**ESTRATTO DELLA FONTE:**

————————

Entrando nel dettaglio del motore, che ricordiamo è un V6 a 90° biturbo di cilindrata di 2.890 cc che sulla Stelvio Quadrifoglio esprime 510 CV a 6.500 giri/min e una coppia massima di 600 Nm tra i 2.500 e i 5.000 giri, Pivetti inizia a descriverlo puntando direttamente al cuore dei più appassionati: “Siamo partiti dalla stessa configurazione dei V6 di Formula 1. Si tratta di un V di 90° con tre bottoni di manovella sui quali sono montate affiancate tre coppie di bielle. In questo modo, a differenza di un 6 cilindri in linea con accensioni equidistanziate di 120° si ha un ordine di scoppio ‘zoppo’, a 90°-150°-90° e così via, con un’armonica di vibrazione di ordine 1,5. Questa configurazione consente innanzitutto di fare un V6 più corto, e questo è vantaggioso per la sistemazione nel vano motore, poi ogni cilindro su ogni bancata ha gli scoppi regolari intervallati di 240°, e questo genera fasi di scarico all’interno della turbina esattamente equidistanti. Ma questo consente di soddisfare anche un’altra importante esigenza del progetto, ovvero la disattivazione di una bancata di tre cilindri per ottimizzare i consumi e le emissioni in funzione delle esigenze di guida”.

Questa parzializzazione è un punto fondamentale per un motore di altissime prestazioni montato su un mezzo di utilizzo ben più ampio che non una supersportiva. Ma proprio perché in questo segmento di vetture il comfort è una parte importante delle dotazioni, la parzializzazione deve essere fatta in modo assolutamente trasparente verso chi guida. “Questa regolarità di funzionamento di ciascuna bancata ci ha consentito di poter disattivare completamente, in certe condizioni di mappa, quella di destra. E qui torna in ballo il modo di vibrare di ordine 1,5, che è lo stesso di un tre cilindri. Quando passiamo da sei e tre cilindri, poiché l’ordine di vibrazione resta sempre 1,5, la transizione non genera vibrazioni o discontinuità, tant’è che chi guida non se ne accorge”.

————————

**DATI GREZZI:**

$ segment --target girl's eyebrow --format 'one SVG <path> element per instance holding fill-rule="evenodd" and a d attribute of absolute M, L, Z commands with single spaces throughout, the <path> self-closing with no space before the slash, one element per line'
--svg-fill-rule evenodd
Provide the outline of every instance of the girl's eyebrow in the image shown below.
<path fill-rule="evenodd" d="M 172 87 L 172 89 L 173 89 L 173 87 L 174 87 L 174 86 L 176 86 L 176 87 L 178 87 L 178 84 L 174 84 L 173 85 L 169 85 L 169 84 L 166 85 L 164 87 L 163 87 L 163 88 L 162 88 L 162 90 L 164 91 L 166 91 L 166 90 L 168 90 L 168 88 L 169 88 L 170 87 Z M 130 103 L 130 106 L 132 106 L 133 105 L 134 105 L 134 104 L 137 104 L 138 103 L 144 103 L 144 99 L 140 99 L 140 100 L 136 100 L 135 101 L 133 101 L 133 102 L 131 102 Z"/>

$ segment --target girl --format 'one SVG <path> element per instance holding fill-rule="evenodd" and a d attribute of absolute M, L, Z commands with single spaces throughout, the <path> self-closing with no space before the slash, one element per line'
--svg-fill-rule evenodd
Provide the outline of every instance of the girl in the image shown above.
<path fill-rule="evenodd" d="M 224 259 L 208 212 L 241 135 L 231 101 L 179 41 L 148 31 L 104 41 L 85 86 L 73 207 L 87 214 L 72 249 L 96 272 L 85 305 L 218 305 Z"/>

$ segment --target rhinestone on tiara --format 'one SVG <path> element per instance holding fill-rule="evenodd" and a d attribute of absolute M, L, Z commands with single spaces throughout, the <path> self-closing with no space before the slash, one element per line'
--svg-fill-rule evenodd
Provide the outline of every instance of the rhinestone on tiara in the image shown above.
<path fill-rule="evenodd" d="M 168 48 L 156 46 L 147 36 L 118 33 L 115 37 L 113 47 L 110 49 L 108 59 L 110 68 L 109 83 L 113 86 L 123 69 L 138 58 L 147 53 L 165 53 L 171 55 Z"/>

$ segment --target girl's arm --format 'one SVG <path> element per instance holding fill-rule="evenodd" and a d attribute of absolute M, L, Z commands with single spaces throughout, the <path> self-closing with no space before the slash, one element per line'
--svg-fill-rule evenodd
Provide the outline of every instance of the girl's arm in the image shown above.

————————

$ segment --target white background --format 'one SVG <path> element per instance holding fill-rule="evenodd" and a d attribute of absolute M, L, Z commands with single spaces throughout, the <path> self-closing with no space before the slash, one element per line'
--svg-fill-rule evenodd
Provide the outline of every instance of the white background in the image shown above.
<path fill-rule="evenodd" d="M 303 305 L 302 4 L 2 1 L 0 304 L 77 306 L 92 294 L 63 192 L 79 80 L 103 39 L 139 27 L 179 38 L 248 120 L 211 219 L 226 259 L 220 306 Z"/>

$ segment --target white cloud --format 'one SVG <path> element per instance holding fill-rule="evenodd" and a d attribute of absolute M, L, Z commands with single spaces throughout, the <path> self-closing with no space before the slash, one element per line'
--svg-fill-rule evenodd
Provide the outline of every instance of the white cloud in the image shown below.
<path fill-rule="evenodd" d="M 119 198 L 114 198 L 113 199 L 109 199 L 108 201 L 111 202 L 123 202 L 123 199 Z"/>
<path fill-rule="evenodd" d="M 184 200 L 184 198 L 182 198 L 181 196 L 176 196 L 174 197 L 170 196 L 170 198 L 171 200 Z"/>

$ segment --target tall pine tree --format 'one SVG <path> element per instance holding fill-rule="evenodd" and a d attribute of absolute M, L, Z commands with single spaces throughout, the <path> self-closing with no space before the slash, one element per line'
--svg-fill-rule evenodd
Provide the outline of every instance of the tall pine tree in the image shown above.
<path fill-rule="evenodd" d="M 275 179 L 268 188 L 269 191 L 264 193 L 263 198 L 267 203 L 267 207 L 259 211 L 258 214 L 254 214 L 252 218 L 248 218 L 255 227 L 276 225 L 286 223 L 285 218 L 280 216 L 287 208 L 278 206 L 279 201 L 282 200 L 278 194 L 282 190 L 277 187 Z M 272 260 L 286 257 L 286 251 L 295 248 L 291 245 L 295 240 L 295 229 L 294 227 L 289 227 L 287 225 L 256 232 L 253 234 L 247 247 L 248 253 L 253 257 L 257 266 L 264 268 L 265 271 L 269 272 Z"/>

————————

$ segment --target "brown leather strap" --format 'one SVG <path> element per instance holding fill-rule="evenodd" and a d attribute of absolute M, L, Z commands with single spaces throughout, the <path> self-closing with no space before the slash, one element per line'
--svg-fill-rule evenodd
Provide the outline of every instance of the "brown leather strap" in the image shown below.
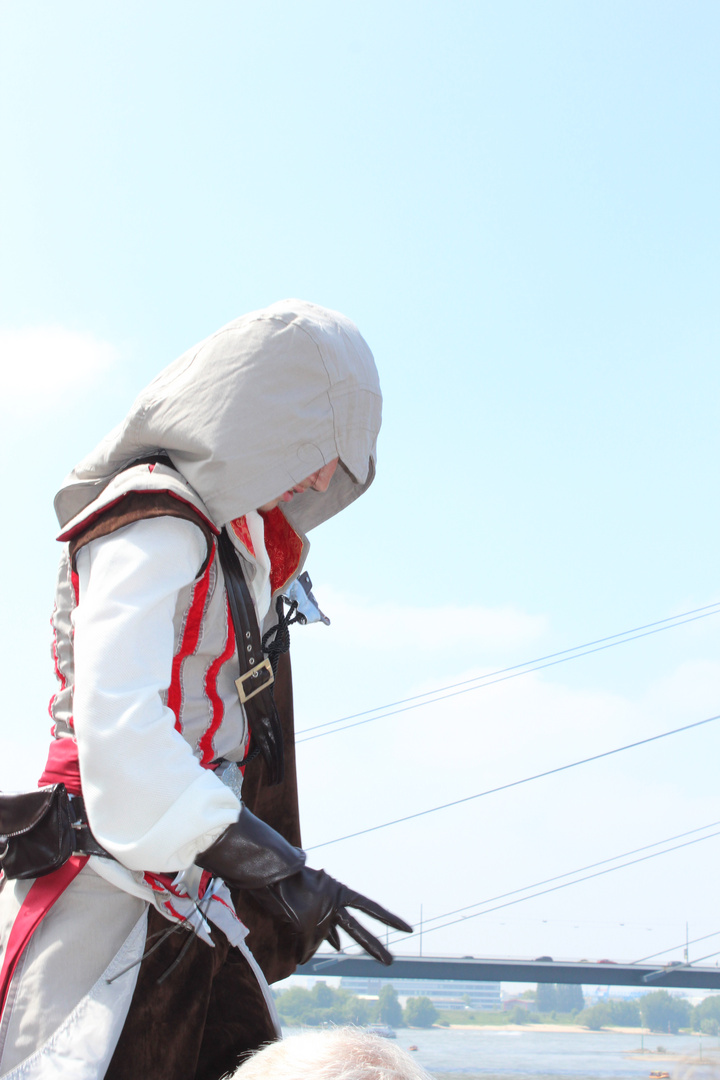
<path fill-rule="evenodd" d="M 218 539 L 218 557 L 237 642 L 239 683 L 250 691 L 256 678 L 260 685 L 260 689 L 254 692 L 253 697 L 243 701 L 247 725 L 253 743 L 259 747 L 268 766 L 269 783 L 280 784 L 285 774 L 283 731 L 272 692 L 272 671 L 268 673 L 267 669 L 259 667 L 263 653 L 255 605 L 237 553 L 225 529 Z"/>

————————

**ISTRUZIONI E REQUISITI:** Secondo l'estratto sul motore V6, quale bancata può essere disattivata completamente in certe condizioni di mappa?

**RISULTATO DELL'ESERCIZIO:** La bancata di destra.